◆ **EXERCISE SET**
[a] Decide whether each statement below agrees with the Food Inc. review. Answer yes or no for each, and quote the words of the review that settle it.
(i) The film is divided into sections that each cover a different area of food production.
(ii) The film offers many fixes to the problems it presents.
(iii) The film shows its graphic images without letting viewers know about them.
[b] Update the stretch from "Up For: Best" through "conveyor-belted through machines..." in the Food Inc. review so that "farmers" becomes "ranchers".

◆ **EXCERPT PROVIDED**
Food Inc.

Written by haskellch on Monday, February 22, 2010 at 7:22 AM

FOOD INC.

Up For: Best Documentary, Features


Here is what Food Inc. did for me: it disgusted me, it ripped my heart out, it suggested that I live the wrong way but cannot do anything about it because of my social status, and left me feeling helpless.

A documentary like this needs to be careful. The entire film is broken into sections and each section is a different area of food production (sometimes...) involving cows, chickens, pigs, etc. You meet farmers who work from small organic farms, to mass producing farms.

Warning however, the images you can see are very graphic, but they let you know this within the first segment little chicks are being conveyor-belted through machines...

The reason this film made me feel helpless was saying that the world had come to this point because of money. It is easier to pay a dollar for a McDonalds chicken sandwich than to produce a healthier (for you and the environment) option for yourself for nothing near a dollar. They ended up saying it was this way because of social status and how much money is being made in any given household.

It was hard to get any "action" from this documentary. Facts are shoved at you throughout the entire film of the bad things, but hardly ever fixes to these problems. One of the nine or so segments was about buying organic yogurt that is carried in Wal-Mart and the end had written word of "generic" things you could do, but in the end it was simply a ploy to get you to visit their website.

◆ **EXTRACTED ENTRIES**
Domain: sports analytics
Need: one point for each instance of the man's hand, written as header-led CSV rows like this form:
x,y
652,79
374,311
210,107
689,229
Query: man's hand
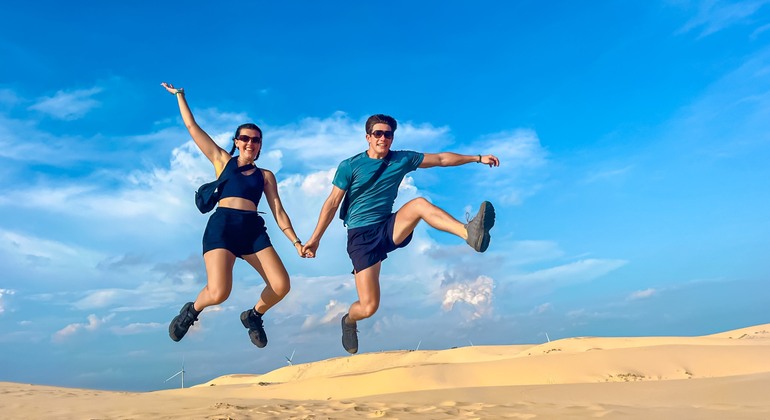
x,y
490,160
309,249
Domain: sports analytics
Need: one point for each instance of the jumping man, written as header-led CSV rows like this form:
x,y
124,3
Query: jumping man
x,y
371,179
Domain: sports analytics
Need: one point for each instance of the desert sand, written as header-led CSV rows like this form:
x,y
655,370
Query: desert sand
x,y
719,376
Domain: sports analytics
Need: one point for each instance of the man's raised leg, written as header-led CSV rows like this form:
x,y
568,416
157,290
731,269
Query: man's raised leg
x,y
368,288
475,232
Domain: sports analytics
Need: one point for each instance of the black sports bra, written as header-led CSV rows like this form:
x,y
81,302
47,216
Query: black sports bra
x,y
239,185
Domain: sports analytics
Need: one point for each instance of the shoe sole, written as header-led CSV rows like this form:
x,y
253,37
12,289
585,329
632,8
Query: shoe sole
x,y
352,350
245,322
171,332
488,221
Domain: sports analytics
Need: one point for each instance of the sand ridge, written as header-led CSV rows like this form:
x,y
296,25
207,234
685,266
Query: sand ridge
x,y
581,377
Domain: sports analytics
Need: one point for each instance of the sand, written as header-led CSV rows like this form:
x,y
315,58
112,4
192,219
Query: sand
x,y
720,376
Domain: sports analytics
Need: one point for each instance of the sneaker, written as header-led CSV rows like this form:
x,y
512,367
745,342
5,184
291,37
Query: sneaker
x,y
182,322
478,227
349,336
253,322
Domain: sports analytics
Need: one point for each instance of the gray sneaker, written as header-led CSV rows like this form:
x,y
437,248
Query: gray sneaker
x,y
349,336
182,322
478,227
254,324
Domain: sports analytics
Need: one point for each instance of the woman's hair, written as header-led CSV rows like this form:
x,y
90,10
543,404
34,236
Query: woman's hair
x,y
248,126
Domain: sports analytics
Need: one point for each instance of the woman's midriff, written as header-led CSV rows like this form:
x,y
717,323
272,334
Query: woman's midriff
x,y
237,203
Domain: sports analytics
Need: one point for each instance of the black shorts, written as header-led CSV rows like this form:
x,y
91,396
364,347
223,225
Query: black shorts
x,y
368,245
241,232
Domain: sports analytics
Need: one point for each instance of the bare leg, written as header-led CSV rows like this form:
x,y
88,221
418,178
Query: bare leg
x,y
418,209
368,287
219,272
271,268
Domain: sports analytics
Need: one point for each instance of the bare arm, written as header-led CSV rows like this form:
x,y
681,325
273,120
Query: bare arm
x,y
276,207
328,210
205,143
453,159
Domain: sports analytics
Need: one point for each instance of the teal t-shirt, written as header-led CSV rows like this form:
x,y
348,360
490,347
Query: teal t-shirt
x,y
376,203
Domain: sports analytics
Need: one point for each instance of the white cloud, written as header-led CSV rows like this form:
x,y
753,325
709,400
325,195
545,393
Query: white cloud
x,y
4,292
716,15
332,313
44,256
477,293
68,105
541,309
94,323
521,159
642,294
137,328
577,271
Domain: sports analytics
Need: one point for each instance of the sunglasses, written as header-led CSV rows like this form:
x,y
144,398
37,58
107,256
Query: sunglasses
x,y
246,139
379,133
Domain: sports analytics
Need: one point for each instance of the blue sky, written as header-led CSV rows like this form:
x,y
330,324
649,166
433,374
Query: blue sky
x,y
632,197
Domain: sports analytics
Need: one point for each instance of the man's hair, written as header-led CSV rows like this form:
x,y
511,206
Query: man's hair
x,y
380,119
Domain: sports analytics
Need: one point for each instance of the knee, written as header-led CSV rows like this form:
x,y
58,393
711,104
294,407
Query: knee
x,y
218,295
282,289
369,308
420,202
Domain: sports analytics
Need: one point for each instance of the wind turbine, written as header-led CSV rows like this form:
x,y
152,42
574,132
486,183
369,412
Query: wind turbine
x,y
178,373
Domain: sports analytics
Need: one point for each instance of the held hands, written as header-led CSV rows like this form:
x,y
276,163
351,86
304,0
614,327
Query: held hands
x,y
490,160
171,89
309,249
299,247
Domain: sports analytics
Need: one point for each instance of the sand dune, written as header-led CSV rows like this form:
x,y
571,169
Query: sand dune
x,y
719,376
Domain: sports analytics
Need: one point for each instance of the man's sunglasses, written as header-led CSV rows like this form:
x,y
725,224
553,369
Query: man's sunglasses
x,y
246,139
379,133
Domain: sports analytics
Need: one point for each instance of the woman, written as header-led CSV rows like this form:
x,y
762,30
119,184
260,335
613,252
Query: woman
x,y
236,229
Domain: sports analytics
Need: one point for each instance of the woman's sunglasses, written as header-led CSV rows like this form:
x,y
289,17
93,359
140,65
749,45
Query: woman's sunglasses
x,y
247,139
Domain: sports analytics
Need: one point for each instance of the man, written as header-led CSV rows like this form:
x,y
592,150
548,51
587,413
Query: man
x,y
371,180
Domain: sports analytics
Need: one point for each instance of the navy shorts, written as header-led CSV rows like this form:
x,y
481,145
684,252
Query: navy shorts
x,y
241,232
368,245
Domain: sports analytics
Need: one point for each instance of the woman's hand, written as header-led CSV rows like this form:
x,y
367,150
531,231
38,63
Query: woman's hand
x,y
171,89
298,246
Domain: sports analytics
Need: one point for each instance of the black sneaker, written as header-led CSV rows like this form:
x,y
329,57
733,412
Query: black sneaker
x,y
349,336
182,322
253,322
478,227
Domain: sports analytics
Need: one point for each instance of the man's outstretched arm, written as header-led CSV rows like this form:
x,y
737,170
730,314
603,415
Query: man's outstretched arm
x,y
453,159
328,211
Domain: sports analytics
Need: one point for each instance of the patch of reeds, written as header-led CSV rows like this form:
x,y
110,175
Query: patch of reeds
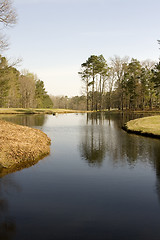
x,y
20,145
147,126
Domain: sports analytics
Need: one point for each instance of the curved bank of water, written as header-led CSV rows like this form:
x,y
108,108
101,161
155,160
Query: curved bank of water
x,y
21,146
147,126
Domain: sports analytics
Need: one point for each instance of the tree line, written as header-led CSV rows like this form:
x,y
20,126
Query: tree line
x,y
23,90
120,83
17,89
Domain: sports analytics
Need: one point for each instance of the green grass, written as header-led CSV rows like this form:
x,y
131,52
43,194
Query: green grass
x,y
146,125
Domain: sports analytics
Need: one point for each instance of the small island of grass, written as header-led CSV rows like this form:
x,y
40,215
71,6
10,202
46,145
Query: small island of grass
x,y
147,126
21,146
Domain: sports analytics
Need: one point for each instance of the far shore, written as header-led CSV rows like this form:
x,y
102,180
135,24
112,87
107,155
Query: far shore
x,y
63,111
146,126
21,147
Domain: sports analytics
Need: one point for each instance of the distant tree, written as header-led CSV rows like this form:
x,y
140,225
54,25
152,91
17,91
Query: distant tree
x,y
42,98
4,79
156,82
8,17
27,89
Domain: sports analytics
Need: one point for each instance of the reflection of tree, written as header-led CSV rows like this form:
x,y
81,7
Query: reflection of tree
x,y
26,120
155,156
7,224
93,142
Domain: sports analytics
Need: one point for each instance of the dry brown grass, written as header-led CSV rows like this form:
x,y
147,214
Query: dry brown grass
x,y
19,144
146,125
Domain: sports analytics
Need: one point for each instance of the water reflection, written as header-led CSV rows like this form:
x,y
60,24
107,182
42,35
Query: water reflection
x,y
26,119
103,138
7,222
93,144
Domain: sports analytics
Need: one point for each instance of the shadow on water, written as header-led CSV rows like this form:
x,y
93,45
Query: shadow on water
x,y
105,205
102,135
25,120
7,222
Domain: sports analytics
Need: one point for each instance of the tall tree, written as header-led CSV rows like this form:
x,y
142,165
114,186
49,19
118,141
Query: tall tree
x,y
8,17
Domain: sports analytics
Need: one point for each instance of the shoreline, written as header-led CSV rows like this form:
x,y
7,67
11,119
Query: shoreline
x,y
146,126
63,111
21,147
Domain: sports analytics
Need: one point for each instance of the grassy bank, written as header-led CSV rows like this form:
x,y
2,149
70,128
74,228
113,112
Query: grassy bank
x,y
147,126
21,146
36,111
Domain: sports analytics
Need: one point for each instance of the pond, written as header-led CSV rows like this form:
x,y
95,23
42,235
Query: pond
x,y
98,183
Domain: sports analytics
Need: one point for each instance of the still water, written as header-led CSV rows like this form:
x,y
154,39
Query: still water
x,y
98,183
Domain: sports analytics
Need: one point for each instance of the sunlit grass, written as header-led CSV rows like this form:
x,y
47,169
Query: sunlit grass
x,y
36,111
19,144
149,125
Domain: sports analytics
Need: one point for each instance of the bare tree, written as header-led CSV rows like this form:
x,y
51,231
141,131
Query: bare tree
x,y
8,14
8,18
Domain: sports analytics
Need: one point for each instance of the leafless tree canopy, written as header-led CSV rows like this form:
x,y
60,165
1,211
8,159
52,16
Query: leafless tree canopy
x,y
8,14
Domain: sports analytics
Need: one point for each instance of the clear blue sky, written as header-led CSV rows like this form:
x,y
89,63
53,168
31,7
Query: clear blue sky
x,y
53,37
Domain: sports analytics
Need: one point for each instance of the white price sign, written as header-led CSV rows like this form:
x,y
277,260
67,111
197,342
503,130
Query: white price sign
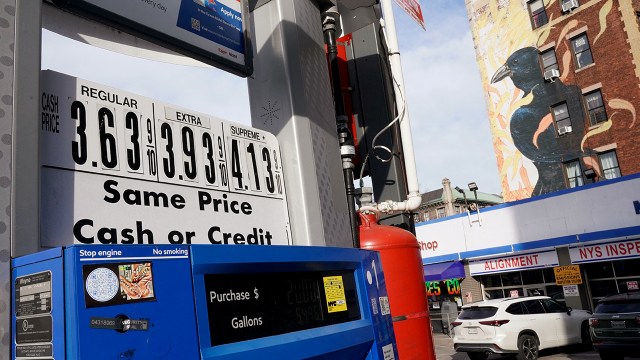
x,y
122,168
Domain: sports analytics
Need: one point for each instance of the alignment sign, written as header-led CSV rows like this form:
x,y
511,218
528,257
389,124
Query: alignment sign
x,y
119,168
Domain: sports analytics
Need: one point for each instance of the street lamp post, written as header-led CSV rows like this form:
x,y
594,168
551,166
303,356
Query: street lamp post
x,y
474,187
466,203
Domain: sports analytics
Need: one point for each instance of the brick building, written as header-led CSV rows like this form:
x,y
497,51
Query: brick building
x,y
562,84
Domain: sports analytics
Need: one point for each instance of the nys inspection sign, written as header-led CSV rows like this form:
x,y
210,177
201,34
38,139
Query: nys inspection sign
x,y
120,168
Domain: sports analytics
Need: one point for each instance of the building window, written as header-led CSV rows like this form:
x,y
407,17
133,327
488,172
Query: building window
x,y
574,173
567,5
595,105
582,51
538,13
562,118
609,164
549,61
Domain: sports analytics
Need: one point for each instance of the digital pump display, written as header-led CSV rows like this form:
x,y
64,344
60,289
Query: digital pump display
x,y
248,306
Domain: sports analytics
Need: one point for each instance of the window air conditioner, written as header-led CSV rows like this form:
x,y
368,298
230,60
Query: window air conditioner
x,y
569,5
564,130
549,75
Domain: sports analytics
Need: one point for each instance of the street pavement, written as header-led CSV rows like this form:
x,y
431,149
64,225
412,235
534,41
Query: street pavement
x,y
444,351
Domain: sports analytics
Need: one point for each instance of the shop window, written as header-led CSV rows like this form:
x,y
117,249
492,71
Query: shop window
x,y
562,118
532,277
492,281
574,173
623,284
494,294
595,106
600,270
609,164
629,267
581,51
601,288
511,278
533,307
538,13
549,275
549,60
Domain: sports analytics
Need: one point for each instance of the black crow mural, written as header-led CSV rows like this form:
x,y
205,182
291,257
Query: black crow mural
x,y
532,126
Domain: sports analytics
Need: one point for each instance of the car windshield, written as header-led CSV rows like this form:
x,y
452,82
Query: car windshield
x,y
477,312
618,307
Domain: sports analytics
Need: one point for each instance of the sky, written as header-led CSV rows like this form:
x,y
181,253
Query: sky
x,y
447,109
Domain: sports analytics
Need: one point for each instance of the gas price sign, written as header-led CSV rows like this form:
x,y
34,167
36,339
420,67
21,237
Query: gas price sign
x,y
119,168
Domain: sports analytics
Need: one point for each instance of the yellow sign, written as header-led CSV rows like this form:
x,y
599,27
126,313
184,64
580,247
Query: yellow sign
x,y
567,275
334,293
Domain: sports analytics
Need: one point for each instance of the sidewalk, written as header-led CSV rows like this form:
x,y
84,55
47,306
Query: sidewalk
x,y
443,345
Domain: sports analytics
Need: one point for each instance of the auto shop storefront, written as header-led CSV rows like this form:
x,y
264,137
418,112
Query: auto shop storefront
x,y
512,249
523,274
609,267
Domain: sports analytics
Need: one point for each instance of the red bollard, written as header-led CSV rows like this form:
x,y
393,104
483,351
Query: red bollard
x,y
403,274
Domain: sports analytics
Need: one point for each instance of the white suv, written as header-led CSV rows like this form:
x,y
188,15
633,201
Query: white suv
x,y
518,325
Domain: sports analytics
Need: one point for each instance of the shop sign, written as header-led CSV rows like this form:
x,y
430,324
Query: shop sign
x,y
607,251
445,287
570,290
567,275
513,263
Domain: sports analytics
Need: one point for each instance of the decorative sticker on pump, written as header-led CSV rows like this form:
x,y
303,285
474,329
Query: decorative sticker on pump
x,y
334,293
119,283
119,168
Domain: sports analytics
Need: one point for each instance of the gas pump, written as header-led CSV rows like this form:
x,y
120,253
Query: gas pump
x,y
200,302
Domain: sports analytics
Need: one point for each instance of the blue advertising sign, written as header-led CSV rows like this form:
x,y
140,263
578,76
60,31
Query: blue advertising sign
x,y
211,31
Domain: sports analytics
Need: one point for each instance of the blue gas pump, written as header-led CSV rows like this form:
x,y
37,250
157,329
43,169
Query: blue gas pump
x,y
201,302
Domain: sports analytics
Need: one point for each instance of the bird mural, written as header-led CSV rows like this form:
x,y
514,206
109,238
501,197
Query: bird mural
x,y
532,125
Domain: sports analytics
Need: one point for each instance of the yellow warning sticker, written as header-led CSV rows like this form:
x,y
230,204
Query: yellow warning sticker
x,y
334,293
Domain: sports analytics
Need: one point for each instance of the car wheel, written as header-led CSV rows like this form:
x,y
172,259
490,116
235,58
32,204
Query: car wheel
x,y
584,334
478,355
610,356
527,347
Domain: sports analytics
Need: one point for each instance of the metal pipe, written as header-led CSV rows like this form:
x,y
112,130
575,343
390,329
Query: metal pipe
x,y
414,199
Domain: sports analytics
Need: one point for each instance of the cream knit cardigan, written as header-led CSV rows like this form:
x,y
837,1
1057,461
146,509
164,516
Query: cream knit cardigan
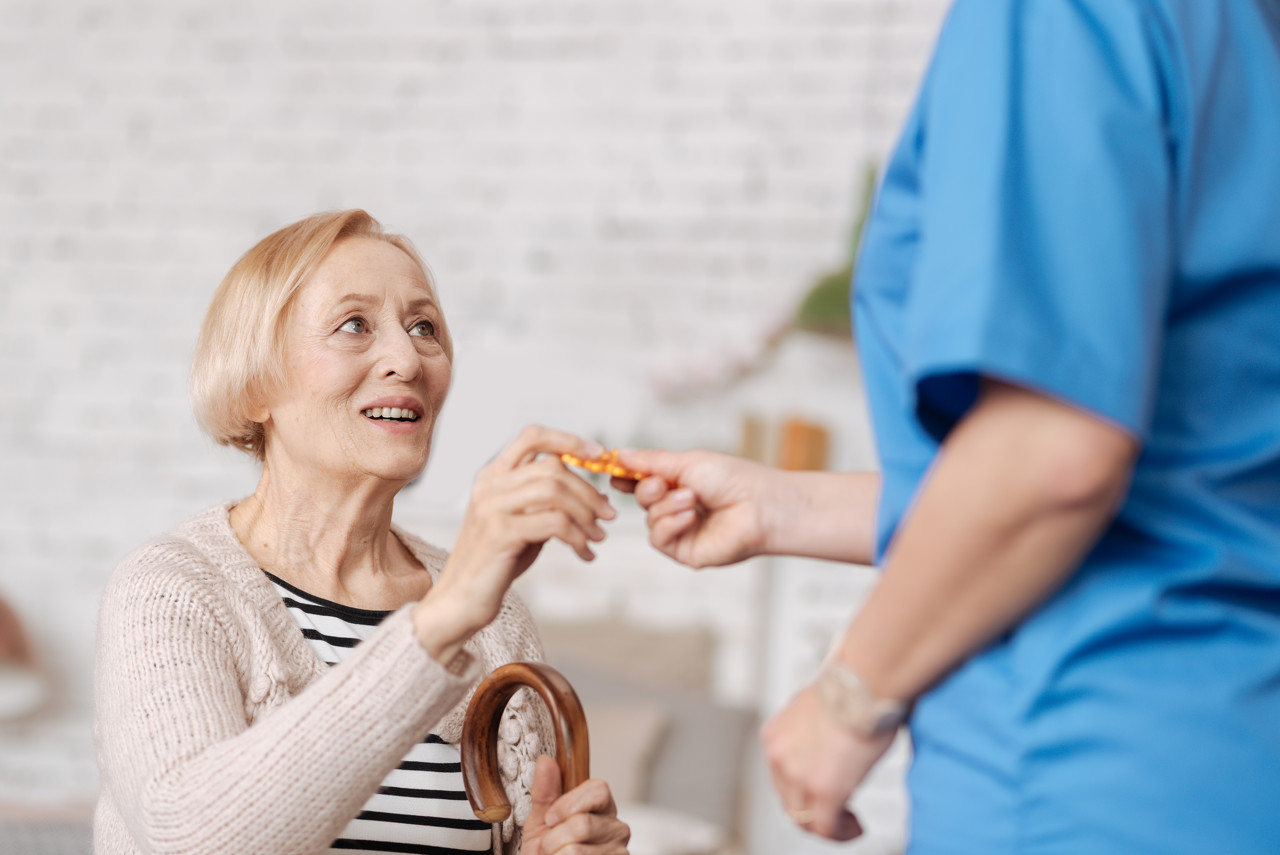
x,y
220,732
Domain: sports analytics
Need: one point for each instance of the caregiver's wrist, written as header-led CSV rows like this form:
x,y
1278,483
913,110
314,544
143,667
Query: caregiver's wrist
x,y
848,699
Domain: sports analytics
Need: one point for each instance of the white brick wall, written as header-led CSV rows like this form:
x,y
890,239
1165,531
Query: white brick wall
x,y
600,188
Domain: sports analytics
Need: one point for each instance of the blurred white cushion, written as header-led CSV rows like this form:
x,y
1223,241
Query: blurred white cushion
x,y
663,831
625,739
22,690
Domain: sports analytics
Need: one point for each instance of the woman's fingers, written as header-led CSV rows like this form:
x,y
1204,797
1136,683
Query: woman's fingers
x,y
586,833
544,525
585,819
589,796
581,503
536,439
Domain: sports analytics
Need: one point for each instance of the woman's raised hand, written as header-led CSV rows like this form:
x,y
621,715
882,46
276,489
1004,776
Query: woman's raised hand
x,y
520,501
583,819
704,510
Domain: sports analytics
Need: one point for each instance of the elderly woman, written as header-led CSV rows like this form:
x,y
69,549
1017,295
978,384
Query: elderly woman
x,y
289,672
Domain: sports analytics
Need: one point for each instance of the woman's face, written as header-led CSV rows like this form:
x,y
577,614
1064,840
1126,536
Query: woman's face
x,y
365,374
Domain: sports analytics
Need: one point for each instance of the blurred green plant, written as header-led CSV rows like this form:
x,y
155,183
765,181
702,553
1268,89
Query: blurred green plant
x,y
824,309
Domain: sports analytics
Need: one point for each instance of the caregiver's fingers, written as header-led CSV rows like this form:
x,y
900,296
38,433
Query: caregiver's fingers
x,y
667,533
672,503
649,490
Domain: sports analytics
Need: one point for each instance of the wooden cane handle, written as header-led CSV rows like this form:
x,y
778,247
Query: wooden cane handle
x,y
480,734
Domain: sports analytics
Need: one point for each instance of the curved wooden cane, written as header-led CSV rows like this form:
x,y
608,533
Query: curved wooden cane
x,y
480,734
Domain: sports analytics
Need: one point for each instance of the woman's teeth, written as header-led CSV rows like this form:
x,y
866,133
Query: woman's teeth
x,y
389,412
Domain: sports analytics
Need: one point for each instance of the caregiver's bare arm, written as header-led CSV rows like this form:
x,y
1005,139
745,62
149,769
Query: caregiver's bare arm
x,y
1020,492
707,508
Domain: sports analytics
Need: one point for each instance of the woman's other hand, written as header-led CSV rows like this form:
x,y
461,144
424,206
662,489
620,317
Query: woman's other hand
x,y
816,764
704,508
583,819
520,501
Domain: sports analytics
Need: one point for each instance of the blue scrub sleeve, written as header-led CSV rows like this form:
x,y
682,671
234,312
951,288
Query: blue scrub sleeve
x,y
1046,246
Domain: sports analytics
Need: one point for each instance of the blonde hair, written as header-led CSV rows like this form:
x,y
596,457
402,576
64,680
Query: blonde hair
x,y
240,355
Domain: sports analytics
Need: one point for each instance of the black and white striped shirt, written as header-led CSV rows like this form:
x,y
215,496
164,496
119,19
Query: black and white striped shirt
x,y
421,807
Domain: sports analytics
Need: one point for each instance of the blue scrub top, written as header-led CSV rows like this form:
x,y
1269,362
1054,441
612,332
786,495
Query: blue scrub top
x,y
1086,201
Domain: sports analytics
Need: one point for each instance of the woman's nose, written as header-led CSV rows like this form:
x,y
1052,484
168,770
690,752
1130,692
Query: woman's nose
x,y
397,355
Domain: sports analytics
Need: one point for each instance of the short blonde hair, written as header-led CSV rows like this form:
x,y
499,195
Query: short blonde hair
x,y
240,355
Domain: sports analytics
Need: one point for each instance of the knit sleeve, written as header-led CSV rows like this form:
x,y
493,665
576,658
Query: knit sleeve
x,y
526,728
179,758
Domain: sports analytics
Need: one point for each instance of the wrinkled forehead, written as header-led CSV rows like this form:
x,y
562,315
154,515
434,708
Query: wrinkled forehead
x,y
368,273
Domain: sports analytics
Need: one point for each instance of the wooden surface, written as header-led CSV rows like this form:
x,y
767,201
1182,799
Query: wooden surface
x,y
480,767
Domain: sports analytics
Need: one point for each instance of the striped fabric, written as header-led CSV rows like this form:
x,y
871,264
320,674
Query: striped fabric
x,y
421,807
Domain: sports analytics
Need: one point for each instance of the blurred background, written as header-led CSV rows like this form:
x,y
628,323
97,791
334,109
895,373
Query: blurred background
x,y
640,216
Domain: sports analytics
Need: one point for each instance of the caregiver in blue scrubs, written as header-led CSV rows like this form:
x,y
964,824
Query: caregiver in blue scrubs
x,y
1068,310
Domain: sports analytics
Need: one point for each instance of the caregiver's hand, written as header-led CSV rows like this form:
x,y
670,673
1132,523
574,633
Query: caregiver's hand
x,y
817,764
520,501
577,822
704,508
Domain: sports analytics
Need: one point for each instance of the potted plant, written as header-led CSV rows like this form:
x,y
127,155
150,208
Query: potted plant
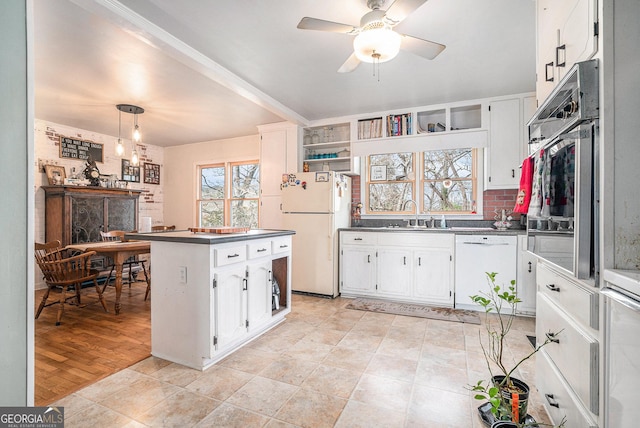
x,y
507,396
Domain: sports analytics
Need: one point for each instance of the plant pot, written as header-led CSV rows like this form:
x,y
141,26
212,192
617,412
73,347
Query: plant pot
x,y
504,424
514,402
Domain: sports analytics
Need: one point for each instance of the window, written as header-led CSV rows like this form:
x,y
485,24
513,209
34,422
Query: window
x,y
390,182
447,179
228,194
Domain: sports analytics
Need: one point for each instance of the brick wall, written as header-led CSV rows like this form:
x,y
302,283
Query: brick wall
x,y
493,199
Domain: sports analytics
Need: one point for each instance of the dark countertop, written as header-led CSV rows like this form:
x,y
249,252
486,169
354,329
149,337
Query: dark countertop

◆ **SOLUTION LIST**
[a]
(i) Yes: "The entire film is broken into sections and each section is a different area of food production"
(ii) No: "hardly ever fixes to these problems"
(iii) No: "they let you know this within the first segment"

[b]
Up For: Best Documentary, Features


Here is what Food Inc. did for me: it disgusted me, it ripped my heart out, it suggested that I live the wrong way but cannot do anything about it because of my social status, and left me feeling helpless.

A documentary like this needs to be careful. The entire film is broken into sections and each section is a different area of food production (sometimes...) involving cows, chickens, pigs, etc. You meet ranchers who work from small organic farms, to mass producing farms.

Warning however, the images you can see are very graphic, but they let you know this within the first segment little chicks are being conveyor-belted through machines...